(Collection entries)
■ ■ ■ ■ ■ ■ ■
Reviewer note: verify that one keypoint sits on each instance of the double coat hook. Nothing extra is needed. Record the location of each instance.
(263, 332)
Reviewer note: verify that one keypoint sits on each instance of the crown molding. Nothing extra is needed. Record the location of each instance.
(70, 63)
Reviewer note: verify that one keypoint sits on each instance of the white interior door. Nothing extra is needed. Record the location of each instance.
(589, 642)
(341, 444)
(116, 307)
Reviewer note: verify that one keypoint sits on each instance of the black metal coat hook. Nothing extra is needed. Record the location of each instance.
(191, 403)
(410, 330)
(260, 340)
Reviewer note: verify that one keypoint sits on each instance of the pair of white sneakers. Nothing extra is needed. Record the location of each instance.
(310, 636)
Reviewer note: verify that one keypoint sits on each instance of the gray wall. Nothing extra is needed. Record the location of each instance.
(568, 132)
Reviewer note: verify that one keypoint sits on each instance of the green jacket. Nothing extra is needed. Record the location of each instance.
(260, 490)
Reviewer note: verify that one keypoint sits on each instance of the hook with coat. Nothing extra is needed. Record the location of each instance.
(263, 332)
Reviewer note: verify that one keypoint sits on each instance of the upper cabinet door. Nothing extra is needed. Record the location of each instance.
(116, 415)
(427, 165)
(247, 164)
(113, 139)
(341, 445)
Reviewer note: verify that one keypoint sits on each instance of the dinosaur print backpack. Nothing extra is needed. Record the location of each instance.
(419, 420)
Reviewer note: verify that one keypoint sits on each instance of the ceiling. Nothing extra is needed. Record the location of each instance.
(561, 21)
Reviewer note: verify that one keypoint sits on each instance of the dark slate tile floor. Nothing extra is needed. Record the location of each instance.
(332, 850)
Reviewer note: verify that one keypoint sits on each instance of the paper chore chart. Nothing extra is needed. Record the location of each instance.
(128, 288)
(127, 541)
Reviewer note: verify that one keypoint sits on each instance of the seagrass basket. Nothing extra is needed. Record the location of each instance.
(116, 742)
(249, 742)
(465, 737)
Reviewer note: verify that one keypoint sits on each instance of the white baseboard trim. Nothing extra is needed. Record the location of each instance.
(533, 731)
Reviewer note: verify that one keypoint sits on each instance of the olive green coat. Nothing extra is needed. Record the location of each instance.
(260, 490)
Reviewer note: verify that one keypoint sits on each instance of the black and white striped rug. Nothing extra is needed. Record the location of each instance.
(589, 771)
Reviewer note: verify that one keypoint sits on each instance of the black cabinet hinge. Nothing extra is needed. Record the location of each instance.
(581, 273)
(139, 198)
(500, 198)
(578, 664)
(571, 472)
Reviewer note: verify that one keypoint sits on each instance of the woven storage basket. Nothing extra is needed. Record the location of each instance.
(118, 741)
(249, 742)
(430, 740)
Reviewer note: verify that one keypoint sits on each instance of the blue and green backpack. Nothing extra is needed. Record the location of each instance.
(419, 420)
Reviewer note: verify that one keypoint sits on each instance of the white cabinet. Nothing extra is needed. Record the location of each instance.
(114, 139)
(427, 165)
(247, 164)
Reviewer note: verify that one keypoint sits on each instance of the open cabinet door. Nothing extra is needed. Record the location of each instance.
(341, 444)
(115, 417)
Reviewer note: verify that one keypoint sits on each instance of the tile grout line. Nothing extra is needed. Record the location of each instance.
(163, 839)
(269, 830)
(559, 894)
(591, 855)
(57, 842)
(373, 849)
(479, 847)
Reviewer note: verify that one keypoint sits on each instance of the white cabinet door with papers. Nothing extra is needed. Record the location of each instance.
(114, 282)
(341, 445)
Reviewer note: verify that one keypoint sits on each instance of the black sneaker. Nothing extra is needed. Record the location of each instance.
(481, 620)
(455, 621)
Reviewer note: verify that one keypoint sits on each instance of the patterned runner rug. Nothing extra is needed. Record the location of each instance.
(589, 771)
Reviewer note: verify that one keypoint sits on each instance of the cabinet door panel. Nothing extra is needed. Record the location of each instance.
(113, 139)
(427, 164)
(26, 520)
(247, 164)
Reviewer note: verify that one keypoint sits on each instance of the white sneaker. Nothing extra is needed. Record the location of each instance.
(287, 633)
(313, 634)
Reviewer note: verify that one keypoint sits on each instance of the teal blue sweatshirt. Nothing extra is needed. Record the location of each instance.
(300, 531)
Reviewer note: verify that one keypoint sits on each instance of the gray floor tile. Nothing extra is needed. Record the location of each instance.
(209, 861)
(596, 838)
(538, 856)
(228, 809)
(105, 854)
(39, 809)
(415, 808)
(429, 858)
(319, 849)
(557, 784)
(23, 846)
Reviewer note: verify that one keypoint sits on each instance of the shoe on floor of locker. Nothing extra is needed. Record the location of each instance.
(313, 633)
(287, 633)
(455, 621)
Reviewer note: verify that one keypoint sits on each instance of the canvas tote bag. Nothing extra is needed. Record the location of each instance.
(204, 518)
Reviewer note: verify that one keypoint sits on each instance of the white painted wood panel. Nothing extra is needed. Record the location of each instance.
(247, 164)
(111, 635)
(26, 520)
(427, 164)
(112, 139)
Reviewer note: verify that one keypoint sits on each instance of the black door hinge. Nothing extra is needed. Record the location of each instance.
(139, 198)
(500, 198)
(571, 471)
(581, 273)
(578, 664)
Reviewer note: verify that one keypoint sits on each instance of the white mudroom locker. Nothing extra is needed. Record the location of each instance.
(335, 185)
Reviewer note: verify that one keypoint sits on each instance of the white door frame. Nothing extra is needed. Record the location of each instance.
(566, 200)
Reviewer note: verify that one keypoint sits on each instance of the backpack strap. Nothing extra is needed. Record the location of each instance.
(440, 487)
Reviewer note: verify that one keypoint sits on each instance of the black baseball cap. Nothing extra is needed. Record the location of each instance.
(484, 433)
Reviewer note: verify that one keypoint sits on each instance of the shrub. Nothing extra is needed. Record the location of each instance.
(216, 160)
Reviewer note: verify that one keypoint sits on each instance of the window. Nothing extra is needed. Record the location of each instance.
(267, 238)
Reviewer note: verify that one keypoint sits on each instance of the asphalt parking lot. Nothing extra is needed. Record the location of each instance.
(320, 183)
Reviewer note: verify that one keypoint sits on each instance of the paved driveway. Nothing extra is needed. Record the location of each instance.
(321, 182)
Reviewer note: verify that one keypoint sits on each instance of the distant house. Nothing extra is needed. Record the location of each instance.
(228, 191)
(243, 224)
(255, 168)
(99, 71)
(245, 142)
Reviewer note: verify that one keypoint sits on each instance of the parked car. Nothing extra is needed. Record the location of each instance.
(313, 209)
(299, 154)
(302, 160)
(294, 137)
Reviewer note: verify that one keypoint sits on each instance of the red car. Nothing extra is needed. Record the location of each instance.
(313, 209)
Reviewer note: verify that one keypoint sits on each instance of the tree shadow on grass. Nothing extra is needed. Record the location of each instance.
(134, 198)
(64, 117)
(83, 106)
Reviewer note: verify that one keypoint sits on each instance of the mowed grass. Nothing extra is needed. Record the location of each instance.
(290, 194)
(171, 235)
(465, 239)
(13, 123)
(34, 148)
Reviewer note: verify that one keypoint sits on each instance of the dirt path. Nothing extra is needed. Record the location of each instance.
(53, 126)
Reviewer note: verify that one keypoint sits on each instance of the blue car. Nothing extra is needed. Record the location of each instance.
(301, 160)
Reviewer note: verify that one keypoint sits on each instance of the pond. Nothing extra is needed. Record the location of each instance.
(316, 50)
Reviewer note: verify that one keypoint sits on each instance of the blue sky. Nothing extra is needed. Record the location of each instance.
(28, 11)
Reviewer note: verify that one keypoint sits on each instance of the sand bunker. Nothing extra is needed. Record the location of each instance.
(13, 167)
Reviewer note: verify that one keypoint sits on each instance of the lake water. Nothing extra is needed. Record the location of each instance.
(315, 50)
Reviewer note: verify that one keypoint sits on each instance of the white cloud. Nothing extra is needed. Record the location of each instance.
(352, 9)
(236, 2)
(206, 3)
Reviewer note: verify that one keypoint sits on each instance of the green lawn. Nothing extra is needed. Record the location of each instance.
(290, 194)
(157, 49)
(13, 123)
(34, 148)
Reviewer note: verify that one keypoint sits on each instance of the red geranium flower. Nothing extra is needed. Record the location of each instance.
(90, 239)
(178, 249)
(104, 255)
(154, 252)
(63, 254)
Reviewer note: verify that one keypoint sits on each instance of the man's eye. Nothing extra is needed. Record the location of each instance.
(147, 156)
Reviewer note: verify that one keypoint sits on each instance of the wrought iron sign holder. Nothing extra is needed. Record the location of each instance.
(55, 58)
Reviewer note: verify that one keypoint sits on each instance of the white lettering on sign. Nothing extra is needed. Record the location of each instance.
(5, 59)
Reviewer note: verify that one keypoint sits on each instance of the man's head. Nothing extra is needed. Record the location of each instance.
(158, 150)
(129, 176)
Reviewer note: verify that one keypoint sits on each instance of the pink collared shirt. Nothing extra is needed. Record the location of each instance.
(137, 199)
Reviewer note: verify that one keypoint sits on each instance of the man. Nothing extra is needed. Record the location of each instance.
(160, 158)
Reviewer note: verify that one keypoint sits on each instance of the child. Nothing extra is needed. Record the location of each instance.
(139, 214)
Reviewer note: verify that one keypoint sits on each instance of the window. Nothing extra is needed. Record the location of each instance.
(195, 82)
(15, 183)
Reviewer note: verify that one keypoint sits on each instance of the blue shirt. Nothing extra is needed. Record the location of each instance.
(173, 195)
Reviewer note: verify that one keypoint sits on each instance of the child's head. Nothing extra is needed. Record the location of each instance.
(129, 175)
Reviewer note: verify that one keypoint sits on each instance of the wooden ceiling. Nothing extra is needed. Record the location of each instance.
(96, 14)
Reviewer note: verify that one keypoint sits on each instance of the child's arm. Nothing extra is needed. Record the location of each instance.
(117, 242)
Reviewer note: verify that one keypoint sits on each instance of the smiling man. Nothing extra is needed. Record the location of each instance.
■ ■ ■ ■ ■ ■ ■
### EXERCISE
Please write out only the lines from the one containing "of the wooden" to the end of the records above, exactly, both ends included.

### EXERCISE RESULT
Reviewer note: verify that one keypoint sits on each instance of the wooden ceiling. Nothing extra is needed. Record the location of each instance.
(96, 14)
Reviewer note: verify that one keypoint sits on each instance of the child's arm. Nothing extra is needed. Record the location of each instance.
(117, 242)
Reviewer note: verify that one keypoint sits on each instance of the smiling man. Nothing extra is needed. Record the location of each instance.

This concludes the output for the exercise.